→ DIRECTION:
From the Oracle availability post below, copy word for word the passage that starts at "- Data Center" and stops after "changing faulty RAM).".

→ TEXT SEGMENT:
· · · ·

By Franck Pachot
I may have mentioned in some previous blog post that, in my opinion, the names of Oracle Database features make sense on the vendor product management context more than in a user context. I’m not saying that it is good or bad. There are so many features, that can be combined, and that evolved for many years. The possible use cases is unlimited. What I see customers doing in Europe is very different from what I have seen in US companies or in Africa for example. What I’m saying is that most of the time you need a vendor-to-user dictionary when reading Oracle documentation and presentations. I’ll focus here on the MAA reference architecture. Yes, acronyms add to the complexity. MAA means Maximum Availability Architecture. Because when you have High Availability features for decades, you need another name when you bring an “higher” High Availability.
The MAA reference architecture defines 4 levels of HA and Data Protection: Bronze, Silver, Gold, Platinium. They are very well described. But they are othogonal to what I see at my customers running Oracle Database. And they are not clear when discussing with architects where the common terms are: HA, DR, replicas, Availability Zone, Regions…
When I read the MAA Architecture reference, I see a categorization made from the products:
- 🥉 Bronze: Single instance Enterprise Edition with RMAN backups
- 🥈 Silver: RAC – Real Application Cluster
- 🥇 Gold: Data Guard (in SYNC) in addition to RAC
- 🏆 Platinum: adds Golden Gate and a few other features (EBR, Sharding)
If you know Oracle for years, have seen the birth of RMAN in Oracle8 (or EBU before), of RAC in Oracle 9i (or OPS before), Data Guard in 9i (or Standby before), and the acquisition of GoldenGate (or used Streams CDC before) then those medals of availability probably ring a bell for you. But explaining that to new oracle users is difficult.
If we quit the product point of view and talk about user experience, here is what matters: how to recover from a server, storage, or datacenter failure with the shortest downtime (RTO – Recovery Time Objective) and the minimal data loss (RPO – Recovery Point Objective). You know what I mean here. “Server failure” is when the instance crashes, or the motherboard burns. You need to restart without compromising the Atomicity and Consistency in ACID. “Storage failure” is when data stored on disk is damaged (block corruption, file dropped, disk lost). You need to restore without compromising the Durability in ACID. This is about the database “Availability” after some infrastructure components failed. This happens rarely, but it definitely happens. You must design your infrastructure to cope with those failures in and accepted RTO/RPO. “Datacenter failure” is when there’s a full power outage, or all network cables cut by a mechanical shovel, or the data center burns or is underwater, or a plane crashed on it… This may never happen but in the low probability where it happens, you need to get the data and the database back. On one hand, you have time for this because everyone knows it is exceptional. But on the other hand, you will have so much work to do on all infrastructure that you better have the database recovery automated without stress.
🥉 The MAA Bronze provides the following:
- Server failure: restart the instance and replay the redo log – RPO=0 RTO=minutes
- Storage failure: restore block, file or database – RPO=0 RTO=hours.
- Data Center failure: reinstall and restore full backup (with transaction loss) – RPO=hours RTO=days
🥈 The MAA Silver provides, in addition to Bronze, a service protection:
- Server failure: another instance is immediately usable – RPO=0 RTO=0. It also allows no-downtime for planned server maintenance (like OS updates or changing faulty RAM).

· · · ·

→ INFORMATION SUPPLIED:
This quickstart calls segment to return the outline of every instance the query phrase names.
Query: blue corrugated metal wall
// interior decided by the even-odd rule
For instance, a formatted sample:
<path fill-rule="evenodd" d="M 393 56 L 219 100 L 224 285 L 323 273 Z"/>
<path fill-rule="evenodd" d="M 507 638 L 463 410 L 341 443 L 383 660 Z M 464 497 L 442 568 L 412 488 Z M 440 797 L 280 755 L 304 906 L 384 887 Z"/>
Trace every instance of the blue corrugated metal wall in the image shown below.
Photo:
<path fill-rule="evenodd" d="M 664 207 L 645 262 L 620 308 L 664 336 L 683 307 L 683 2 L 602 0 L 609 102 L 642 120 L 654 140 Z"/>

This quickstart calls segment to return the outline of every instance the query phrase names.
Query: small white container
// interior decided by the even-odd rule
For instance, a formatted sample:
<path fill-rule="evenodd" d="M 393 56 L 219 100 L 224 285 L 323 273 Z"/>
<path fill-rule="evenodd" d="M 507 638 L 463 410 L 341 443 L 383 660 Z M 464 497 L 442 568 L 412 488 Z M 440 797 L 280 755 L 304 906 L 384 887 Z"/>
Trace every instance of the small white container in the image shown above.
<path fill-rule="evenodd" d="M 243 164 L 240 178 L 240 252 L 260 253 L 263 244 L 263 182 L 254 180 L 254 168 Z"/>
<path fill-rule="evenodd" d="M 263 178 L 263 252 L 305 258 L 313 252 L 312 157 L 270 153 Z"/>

· · · ·

→ SOLVED PROBLEM:
- Data Center failure: reinstall and restore full backup (with transaction loss) – RPO=hours RTO=days
🥈 The MAA Silver provides, in addition to Bronze, a service protection:
- Server failure: another instance is immediately usable – RPO=0 RTO=0. It also allows no-downtime for planned server maintenance (like OS updates or changing faulty RAM).